### Task statement
Find each line in the items below that contains the string "blurred", and copy those lines. Case matters.

### Exercise input
· · · · ·

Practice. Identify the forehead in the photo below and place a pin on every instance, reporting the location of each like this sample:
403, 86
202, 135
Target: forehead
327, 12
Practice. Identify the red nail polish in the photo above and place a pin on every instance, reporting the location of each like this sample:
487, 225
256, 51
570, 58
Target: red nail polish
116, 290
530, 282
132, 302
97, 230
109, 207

· · · · ·

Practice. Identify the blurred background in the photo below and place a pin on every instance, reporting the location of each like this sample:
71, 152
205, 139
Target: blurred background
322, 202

· · · · ·

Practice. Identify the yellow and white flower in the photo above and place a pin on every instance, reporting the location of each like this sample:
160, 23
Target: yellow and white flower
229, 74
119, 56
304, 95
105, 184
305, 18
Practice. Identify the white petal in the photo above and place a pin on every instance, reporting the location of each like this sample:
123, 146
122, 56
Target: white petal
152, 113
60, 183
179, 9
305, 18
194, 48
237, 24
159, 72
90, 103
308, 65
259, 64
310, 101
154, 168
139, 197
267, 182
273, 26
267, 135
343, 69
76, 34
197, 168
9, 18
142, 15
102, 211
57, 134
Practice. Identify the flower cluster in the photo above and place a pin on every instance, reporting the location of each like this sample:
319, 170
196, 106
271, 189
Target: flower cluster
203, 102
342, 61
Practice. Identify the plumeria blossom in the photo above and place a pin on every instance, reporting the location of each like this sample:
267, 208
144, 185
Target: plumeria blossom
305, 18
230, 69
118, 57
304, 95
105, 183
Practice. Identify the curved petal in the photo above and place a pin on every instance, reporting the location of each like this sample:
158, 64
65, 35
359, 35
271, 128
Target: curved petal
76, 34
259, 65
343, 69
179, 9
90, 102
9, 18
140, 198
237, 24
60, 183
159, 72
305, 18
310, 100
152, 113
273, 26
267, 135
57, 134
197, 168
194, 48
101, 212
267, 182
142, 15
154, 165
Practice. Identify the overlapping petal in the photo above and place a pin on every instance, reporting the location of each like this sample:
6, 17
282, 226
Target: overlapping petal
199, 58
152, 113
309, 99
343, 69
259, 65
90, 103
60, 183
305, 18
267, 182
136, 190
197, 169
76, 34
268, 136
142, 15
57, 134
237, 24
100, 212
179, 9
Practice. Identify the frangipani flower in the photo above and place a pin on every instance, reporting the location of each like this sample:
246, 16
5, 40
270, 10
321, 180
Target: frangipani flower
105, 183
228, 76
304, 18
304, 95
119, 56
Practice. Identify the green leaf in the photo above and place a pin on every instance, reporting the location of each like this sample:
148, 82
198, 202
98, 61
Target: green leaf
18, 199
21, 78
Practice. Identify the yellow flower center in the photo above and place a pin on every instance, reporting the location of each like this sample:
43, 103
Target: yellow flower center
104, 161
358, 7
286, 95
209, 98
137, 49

· · · · ·

### Exercise output
Practice. Identify the blurred background in the photo below and place a pin on every instance, reporting the location of each like this sample:
Target: blurred background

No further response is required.